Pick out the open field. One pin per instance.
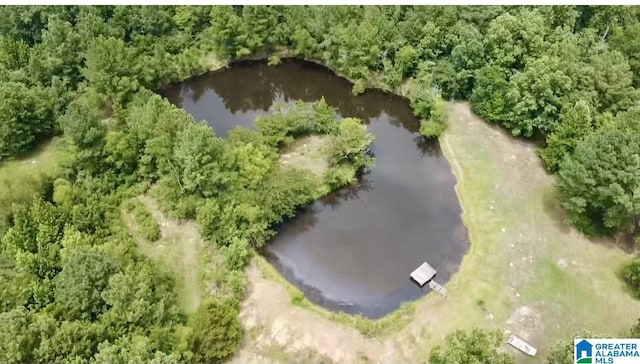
(527, 272)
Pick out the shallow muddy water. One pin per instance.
(353, 250)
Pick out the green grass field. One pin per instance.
(537, 276)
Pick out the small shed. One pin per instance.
(423, 274)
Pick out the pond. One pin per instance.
(353, 250)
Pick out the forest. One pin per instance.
(73, 288)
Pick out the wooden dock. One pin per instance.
(522, 345)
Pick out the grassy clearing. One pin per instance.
(22, 179)
(43, 160)
(144, 223)
(386, 325)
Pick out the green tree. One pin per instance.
(627, 40)
(489, 96)
(26, 116)
(198, 155)
(351, 144)
(474, 347)
(59, 54)
(226, 34)
(111, 68)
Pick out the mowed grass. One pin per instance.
(535, 275)
(21, 178)
(179, 250)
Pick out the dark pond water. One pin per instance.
(352, 251)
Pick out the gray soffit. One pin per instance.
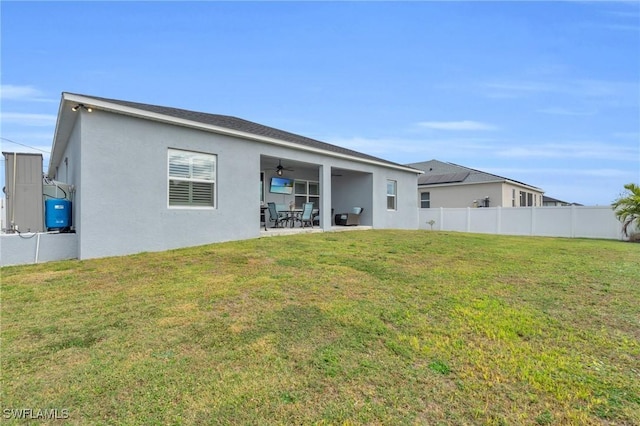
(442, 178)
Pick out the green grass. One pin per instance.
(372, 327)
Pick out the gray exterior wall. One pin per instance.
(119, 164)
(23, 178)
(457, 195)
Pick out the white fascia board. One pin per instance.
(135, 112)
(504, 181)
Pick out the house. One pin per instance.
(150, 178)
(553, 202)
(450, 185)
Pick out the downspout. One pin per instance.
(13, 193)
(37, 247)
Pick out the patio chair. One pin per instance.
(307, 215)
(275, 217)
(349, 219)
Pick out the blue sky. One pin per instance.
(546, 93)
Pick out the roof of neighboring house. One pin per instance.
(441, 173)
(546, 199)
(239, 126)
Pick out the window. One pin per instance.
(425, 200)
(306, 192)
(391, 194)
(192, 179)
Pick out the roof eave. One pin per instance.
(135, 112)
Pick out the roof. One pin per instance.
(238, 126)
(440, 173)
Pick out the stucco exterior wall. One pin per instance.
(456, 196)
(119, 164)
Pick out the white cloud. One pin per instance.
(463, 125)
(26, 119)
(618, 91)
(22, 93)
(575, 150)
(566, 111)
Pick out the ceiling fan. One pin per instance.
(280, 168)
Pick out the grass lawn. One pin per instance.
(370, 327)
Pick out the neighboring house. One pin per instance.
(152, 178)
(552, 202)
(450, 185)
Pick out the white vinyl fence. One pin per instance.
(570, 221)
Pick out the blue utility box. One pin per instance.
(57, 214)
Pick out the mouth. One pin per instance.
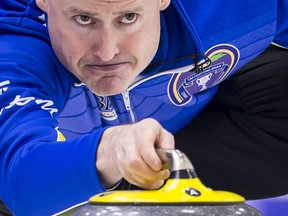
(106, 67)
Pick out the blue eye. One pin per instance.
(129, 18)
(83, 19)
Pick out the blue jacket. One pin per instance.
(40, 172)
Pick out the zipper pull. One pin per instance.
(127, 104)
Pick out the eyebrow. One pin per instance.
(74, 10)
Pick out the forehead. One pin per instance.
(100, 6)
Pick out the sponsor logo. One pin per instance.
(4, 86)
(107, 112)
(183, 85)
(22, 101)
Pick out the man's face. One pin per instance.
(104, 43)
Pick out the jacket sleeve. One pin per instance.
(39, 174)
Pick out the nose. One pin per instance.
(107, 45)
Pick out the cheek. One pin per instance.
(64, 48)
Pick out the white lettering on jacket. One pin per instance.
(18, 101)
(4, 86)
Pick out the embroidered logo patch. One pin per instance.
(183, 85)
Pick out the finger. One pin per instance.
(164, 140)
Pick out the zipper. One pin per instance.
(127, 103)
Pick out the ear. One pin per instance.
(42, 4)
(164, 4)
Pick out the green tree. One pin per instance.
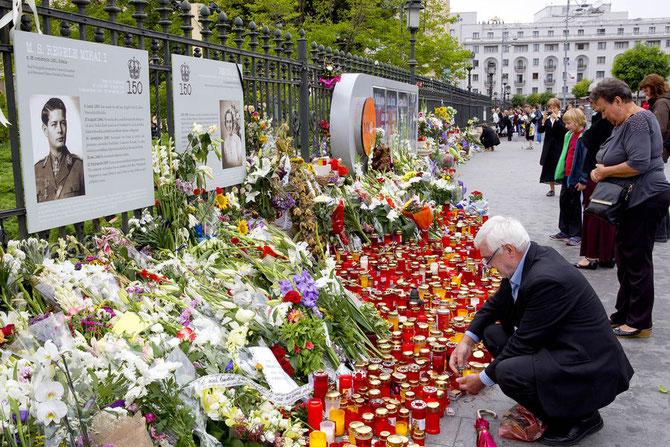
(581, 89)
(633, 65)
(546, 96)
(518, 100)
(533, 99)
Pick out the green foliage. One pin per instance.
(581, 89)
(518, 100)
(533, 99)
(360, 27)
(633, 65)
(546, 96)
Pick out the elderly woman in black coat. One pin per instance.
(554, 130)
(489, 138)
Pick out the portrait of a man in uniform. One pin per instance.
(59, 175)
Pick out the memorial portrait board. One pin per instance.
(209, 93)
(84, 115)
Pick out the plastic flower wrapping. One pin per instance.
(206, 320)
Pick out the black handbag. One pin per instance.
(609, 199)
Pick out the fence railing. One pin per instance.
(280, 76)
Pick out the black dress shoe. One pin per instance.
(571, 434)
(592, 265)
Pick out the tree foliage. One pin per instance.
(633, 65)
(374, 29)
(581, 89)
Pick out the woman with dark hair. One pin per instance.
(658, 97)
(633, 151)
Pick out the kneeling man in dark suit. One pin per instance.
(554, 349)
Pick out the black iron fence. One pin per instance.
(280, 76)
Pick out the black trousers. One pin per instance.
(634, 245)
(570, 215)
(515, 376)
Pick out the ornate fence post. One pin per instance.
(303, 98)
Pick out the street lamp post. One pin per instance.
(491, 69)
(414, 8)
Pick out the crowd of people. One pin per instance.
(555, 347)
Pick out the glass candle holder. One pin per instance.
(328, 427)
(314, 413)
(338, 417)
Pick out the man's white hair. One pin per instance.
(501, 230)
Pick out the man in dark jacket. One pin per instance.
(489, 139)
(554, 349)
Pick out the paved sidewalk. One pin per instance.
(508, 177)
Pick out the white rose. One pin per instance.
(244, 315)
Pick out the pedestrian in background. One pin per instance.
(597, 246)
(554, 130)
(568, 173)
(634, 151)
(658, 96)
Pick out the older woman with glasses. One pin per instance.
(633, 151)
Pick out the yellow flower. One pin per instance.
(221, 201)
(242, 227)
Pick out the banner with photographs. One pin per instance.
(209, 93)
(84, 116)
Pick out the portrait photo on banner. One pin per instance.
(232, 149)
(58, 152)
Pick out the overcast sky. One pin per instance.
(523, 11)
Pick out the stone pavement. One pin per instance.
(508, 177)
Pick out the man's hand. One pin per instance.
(471, 383)
(461, 354)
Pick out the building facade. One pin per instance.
(525, 58)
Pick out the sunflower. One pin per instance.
(242, 227)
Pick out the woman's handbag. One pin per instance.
(609, 199)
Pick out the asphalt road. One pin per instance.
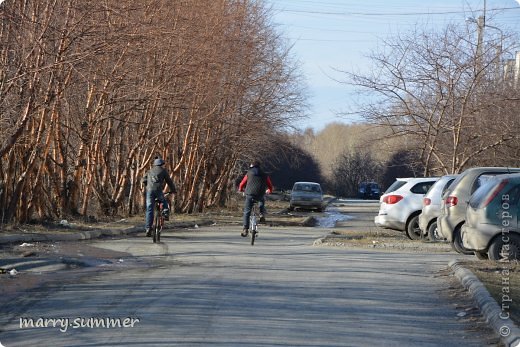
(210, 287)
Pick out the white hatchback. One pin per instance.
(401, 205)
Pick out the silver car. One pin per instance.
(307, 195)
(455, 201)
(432, 207)
(492, 226)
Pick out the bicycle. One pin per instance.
(158, 220)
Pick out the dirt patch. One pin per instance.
(381, 239)
(502, 280)
(458, 297)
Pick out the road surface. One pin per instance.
(210, 287)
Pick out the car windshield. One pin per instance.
(307, 188)
(448, 184)
(396, 185)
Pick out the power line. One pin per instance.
(389, 13)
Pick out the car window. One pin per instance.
(485, 177)
(396, 185)
(448, 184)
(482, 192)
(307, 188)
(514, 195)
(421, 188)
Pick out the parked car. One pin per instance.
(401, 205)
(307, 195)
(369, 190)
(492, 227)
(455, 201)
(432, 207)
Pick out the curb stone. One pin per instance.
(504, 327)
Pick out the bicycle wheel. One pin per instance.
(253, 226)
(253, 237)
(159, 228)
(155, 229)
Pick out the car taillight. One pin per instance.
(392, 199)
(495, 192)
(451, 201)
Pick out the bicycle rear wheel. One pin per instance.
(253, 237)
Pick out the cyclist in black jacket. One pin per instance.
(154, 181)
(255, 184)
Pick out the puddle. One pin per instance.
(330, 218)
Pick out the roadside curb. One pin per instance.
(503, 326)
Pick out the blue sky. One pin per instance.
(333, 35)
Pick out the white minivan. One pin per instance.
(401, 205)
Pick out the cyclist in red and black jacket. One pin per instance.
(256, 183)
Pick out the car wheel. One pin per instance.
(481, 255)
(412, 229)
(433, 233)
(456, 244)
(505, 247)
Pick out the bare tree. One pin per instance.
(439, 91)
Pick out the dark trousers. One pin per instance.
(248, 206)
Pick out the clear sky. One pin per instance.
(333, 35)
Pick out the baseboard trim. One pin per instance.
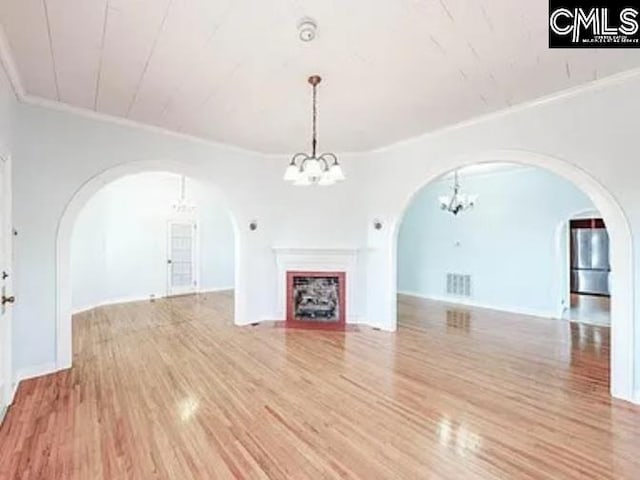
(470, 303)
(35, 371)
(147, 298)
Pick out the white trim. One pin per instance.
(118, 300)
(10, 68)
(140, 298)
(557, 96)
(195, 257)
(7, 59)
(529, 312)
(35, 371)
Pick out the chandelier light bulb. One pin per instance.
(292, 173)
(458, 202)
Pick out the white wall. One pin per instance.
(590, 134)
(7, 105)
(59, 152)
(119, 244)
(508, 243)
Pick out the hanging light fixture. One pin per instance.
(305, 169)
(458, 202)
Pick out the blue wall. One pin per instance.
(513, 243)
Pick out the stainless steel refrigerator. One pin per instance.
(590, 267)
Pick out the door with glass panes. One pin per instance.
(181, 261)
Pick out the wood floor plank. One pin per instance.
(173, 390)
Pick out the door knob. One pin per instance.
(6, 299)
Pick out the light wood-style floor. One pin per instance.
(171, 390)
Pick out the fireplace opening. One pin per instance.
(316, 297)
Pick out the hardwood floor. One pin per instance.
(171, 390)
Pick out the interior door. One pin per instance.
(182, 258)
(7, 299)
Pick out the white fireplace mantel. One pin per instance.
(348, 260)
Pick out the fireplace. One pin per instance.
(316, 298)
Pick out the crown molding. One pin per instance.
(55, 105)
(560, 95)
(7, 61)
(9, 66)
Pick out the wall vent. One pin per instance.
(459, 284)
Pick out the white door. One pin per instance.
(181, 262)
(6, 272)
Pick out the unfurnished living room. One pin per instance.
(295, 239)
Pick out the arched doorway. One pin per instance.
(622, 281)
(64, 304)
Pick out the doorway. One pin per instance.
(7, 299)
(590, 271)
(182, 271)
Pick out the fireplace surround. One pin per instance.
(316, 297)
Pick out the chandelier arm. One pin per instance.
(297, 156)
(331, 156)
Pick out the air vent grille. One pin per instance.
(459, 284)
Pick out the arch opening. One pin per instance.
(622, 358)
(93, 188)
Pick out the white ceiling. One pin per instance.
(234, 70)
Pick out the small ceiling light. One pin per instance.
(307, 30)
(458, 202)
(304, 169)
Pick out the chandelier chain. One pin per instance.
(314, 140)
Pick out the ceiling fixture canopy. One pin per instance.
(458, 202)
(305, 169)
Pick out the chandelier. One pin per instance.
(458, 202)
(314, 169)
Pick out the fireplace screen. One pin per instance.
(316, 297)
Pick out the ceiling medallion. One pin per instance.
(307, 29)
(458, 202)
(314, 169)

**What the task requires:**
Transcribe, word for word, every line from the one containing "Pick out the crown" through the final line of the entries, and nothing else.

**Response:**
Pick out the crown molding. One pin per instance.
(55, 105)
(560, 95)
(7, 61)
(9, 66)
Pick out the wall vent. One pin per instance.
(459, 284)
Pick out the white door. One pin per instance.
(181, 262)
(6, 272)
Pick out the unfurnished living room. One pin per instance.
(295, 239)
Pick out the arched doorway. One pin per instance.
(622, 281)
(64, 304)
Pick out the doorway. One pin per instance.
(7, 299)
(590, 271)
(182, 271)
Pick out the fireplace surround. One pin per instance.
(316, 297)
Pick out the chandelier arm. One pin per instance.
(297, 156)
(331, 156)
Pick out the air vent grille. One pin per instance.
(459, 284)
Pick out the arch opening. One pin per instance.
(622, 358)
(93, 188)
Pick out the white ceiling. One pin per instance.
(234, 70)
Pick out the small ceiling light. One pin per instance.
(307, 30)
(458, 202)
(304, 169)
Pick out the chandelier chain. One pin per instance.
(314, 140)
Pick out the ceiling fixture canopy. One pin per instance.
(458, 202)
(305, 169)
Pick out the chandelier. One pin per instance.
(458, 202)
(314, 169)
Pick out the fireplace screen. One pin per instance.
(316, 297)
Pick out the ceiling medallion. One pin per instance.
(307, 29)
(458, 202)
(314, 169)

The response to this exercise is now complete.